Stated problem:
All material below is to be reproduced exactly.

## Start Record list

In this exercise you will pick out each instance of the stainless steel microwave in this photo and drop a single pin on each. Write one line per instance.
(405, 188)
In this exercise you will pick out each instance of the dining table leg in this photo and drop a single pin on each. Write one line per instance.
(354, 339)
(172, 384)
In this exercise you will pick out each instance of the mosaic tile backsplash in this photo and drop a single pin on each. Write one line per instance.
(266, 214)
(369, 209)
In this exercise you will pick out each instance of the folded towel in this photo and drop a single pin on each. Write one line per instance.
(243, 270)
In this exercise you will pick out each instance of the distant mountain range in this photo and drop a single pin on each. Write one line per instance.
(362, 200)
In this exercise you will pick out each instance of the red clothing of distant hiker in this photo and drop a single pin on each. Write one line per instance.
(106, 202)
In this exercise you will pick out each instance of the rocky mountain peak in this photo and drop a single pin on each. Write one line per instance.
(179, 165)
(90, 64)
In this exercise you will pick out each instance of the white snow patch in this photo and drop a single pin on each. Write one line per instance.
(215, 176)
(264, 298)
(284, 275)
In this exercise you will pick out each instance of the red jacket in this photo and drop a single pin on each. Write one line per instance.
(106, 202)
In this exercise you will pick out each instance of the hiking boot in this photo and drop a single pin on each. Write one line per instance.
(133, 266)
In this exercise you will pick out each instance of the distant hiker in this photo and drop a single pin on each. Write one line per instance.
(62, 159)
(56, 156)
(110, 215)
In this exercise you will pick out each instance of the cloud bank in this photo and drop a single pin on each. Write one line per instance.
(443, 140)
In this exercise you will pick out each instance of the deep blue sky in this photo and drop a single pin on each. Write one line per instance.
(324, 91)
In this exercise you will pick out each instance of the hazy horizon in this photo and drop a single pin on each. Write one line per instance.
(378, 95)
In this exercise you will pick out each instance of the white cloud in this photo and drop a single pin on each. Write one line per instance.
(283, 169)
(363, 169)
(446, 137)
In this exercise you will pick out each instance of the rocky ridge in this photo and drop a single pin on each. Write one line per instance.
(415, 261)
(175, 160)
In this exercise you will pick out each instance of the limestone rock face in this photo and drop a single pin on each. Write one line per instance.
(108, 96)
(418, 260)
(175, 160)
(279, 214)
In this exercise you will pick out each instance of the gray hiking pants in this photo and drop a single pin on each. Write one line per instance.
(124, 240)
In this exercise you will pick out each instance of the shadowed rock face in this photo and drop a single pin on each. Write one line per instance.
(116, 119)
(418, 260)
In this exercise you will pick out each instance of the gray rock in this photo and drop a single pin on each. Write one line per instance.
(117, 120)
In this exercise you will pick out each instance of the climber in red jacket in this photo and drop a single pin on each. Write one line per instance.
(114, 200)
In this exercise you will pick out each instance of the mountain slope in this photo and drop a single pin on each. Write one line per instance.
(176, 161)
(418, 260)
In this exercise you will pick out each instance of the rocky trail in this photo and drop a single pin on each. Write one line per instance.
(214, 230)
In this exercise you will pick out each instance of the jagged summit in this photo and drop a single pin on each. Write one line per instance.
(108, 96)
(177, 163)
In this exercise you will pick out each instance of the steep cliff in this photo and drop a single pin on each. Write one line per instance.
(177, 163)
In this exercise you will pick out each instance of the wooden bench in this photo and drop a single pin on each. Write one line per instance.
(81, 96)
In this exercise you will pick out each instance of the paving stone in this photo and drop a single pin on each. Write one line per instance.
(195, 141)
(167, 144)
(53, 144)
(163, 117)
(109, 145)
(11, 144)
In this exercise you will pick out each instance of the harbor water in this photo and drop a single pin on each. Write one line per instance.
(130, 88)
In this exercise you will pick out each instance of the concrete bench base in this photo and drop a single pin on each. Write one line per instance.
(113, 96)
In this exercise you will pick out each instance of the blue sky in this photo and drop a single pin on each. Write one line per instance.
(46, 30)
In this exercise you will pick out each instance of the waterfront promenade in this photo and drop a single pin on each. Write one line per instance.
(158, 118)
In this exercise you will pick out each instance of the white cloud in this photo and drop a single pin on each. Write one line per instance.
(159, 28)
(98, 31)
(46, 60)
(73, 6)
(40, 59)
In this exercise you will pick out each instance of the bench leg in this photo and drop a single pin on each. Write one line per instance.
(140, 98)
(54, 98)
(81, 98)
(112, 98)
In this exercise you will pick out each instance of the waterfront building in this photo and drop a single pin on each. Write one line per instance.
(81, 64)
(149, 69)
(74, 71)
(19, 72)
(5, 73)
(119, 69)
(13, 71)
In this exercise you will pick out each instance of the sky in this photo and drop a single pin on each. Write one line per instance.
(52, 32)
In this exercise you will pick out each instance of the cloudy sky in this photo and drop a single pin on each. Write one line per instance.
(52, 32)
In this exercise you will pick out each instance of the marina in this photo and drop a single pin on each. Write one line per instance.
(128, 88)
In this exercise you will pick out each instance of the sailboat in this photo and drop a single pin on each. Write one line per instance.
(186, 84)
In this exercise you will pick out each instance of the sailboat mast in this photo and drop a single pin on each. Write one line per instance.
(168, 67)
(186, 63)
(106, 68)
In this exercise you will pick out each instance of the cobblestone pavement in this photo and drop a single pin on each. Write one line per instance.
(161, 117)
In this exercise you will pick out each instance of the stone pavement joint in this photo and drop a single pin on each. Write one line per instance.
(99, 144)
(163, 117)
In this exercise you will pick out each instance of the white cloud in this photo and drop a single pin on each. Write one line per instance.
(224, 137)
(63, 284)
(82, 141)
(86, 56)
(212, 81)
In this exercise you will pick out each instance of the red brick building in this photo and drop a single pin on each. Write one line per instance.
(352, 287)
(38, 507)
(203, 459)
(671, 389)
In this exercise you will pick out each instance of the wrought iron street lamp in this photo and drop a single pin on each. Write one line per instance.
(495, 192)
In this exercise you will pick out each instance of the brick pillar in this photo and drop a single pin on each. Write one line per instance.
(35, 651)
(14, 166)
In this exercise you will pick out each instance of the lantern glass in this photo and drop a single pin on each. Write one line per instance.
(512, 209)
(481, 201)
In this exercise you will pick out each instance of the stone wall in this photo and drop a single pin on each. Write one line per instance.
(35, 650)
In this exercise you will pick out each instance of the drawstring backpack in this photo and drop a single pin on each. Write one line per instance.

## End Record list

Result for this exercise:
In this exercise you will pick out each instance of the stainless steel microwave in this photo and drop a single pin on each. Write one line per instance.
(405, 188)
In this exercise you will pick out each instance of the dining table leg in this photo and drop a single pin on each. Write one line per instance.
(354, 339)
(172, 384)
In this exercise you will pick out each instance of the mosaic tile backsplash in this photo and drop a single pin on each. Write one line per instance.
(266, 214)
(369, 209)
In this exercise you will pick out each instance of the folded towel in this photo and drop a single pin on each. Write one line per instance.
(243, 270)
In this exercise you will pick out each instance of the distant mountain range in this photo and drop a single pin on each. Write one line per instance.
(362, 200)
In this exercise you will pick out each instance of the red clothing of distant hiker in this photo and drop a single pin on each. Write one line per instance.
(106, 202)
In this exercise you will pick out each instance of the rocky mountain peak in this photo and drop a single pin on each. Write one line per instance.
(179, 165)
(90, 64)
In this exercise you will pick out each instance of the white snow patch in this photo and drop a single pin on each. Write one line per instance.
(215, 176)
(264, 298)
(284, 275)
In this exercise you will pick out each instance of the red jacket in this photo and drop a single pin on each. Write one line per instance.
(106, 202)
In this exercise you will pick out each instance of the hiking boot in this photo and drop a single pin on each. Write one line per instance.
(133, 266)
In this exercise you will pick out each instance of the distant hiker in this photo and drop a single pin on each. Write one line per instance.
(62, 159)
(56, 156)
(110, 215)
In this exercise you will pick out each instance of the cloud bank in this photo and drop a single pin on each. Write one line per instance.
(443, 140)
In this exercise you will pick out each instance of the deep blue sky in this photo and drop a single pin on each. Write one line per instance.
(324, 91)
In this exercise you will pick out each instance of the hazy horizon in this photo and drop a single pin on each. Write one line per instance.
(378, 95)
In this exercise you will pick out each instance of the white cloud in this photo and drop a single pin on each. Write one line per instance.
(283, 169)
(363, 169)
(446, 137)
In this exercise you will pick out each instance of the rocky ridge in this photo and drop a single pin on each. Write one line per instance.
(415, 261)
(175, 160)
In this exercise you will pick out each instance of the limestone rock face in this photo and drop a single pin on each. Write one line per instance.
(108, 96)
(418, 260)
(175, 160)
(279, 214)
In this exercise you will pick out each instance of the gray hiking pants in this photo and drop a single pin on each. Write one line per instance.
(124, 240)
In this exercise you will pick out each instance of the shadowed rock face in this photo and drop a single pin on each. Write one line per instance.
(116, 119)
(418, 260)
In this exercise you will pick out each instance of the gray rock in this photo and drop a single pin on each. Write one line per instance.
(117, 120)
In this exercise you will pick out each instance of the climber in red jacket in this photo and drop a single pin on each. Write one line per instance.
(114, 200)
In this exercise you will pick out each instance of the mountain slope in this photo and drop a single pin on each. Write one line per instance.
(176, 161)
(418, 260)
In this exercise you will pick out each instance of the rocky trail in this photo and drop a single pin on each. Write one line per instance.
(214, 230)
In this exercise you will pick out each instance of the jagged summit in this photo and drop a single pin on each. Write one line per instance.
(108, 96)
(177, 163)
In this exercise you will pick out each instance of the steep cliff in this photo and drop a single pin on each. Write one line per instance.
(177, 163)
In this exercise you will pick out each instance of the wooden bench in this photo and drop a single pin on each. Write one line per instance.
(81, 96)
In this exercise you will pick out each instance of the paving stone in this photo and drop a single pin on each. Write one line per instance.
(195, 141)
(167, 144)
(53, 144)
(163, 117)
(109, 145)
(11, 144)
In this exercise you will pick out each instance of the harbor water in this photo and drop a single pin on each. Write one line per instance.
(130, 88)
In this exercise you will pick out each instance of the concrete bench base in this photo and drop a single pin on each. Write one line per instance.
(113, 96)
In this exercise you will pick out each instance of the blue sky in this photo and drop a single pin on each. Write one line per instance.
(46, 30)
In this exercise you will pick out each instance of the waterfront promenade in this photo and drop a single pin on each. Write one line per instance.
(158, 118)
In this exercise you will pick out each instance of the white cloud in this photo and drop a single pin on each. Write one line per instance.
(159, 28)
(98, 31)
(46, 60)
(73, 6)
(40, 59)
In this exercise you will pick out each instance of the bench leg in this photo and drop a single pin on each. Write one line per instance.
(140, 98)
(54, 98)
(81, 98)
(112, 98)
In this exercise you will pick out each instance of the waterfront building in this photo and drop a single pin on each. Write one line per instance.
(81, 64)
(149, 69)
(74, 71)
(19, 72)
(5, 73)
(119, 69)
(13, 71)
In this exercise you will pick out each instance of the sky in this photo and drop a single pin on each. Write one line per instance.
(52, 32)
In this exercise you will pick out each instance of the cloudy sky in this photo and drop a single pin on each. Write one line per instance.
(52, 32)
In this exercise you will pick out each instance of the marina in this photo and drop a single pin on each. Write one line per instance.
(128, 88)
In this exercise you will pick out each instance of the sailboat in this photo and drop a single pin on each. Write one line per instance.
(186, 84)
In this exercise you will pick out each instance of the sailboat mast in this photo and drop a single pin on each. Write one line per instance.
(168, 67)
(186, 63)
(106, 68)
In this exercise you will pick out each instance of the cobblestone pavement in this photo and drop a single pin on each. Write one line per instance.
(161, 117)
In this exercise you will pick out each instance of the stone pavement joint in this photo and drop a single pin on each. Write one line per instance.
(99, 144)
(163, 117)
In this exercise you will pick out each instance of the white cloud in this photo and drop a single pin on each. Write one line per instance.
(224, 137)
(63, 284)
(82, 141)
(86, 56)
(212, 81)
In this exercise you will pick out each instance of the red brick building in this photo and drop a single pin on each. Write one line per instance.
(352, 287)
(38, 507)
(203, 459)
(671, 389)
In this exercise you will pick out each instance of the wrought iron street lamp in this photo and drop a single pin on each. Write one line per instance.
(495, 192)
In this exercise you will pick out each instance of the brick pillar in this photo and drop a single pin on each. Write one line per instance.
(35, 651)
(14, 166)
In this exercise you will pick out each instance of the lantern glass in this photo and drop a single pin on each. Write one line per instance.
(512, 209)
(481, 201)
In this exercise you will pick out each instance of the stone wall in this photo and drop a single pin on each. Write one line per instance.
(35, 650)
In this exercise you will pick out each instance of the drawstring backpack in this photo and drop a single pin on each. Write one line per instance.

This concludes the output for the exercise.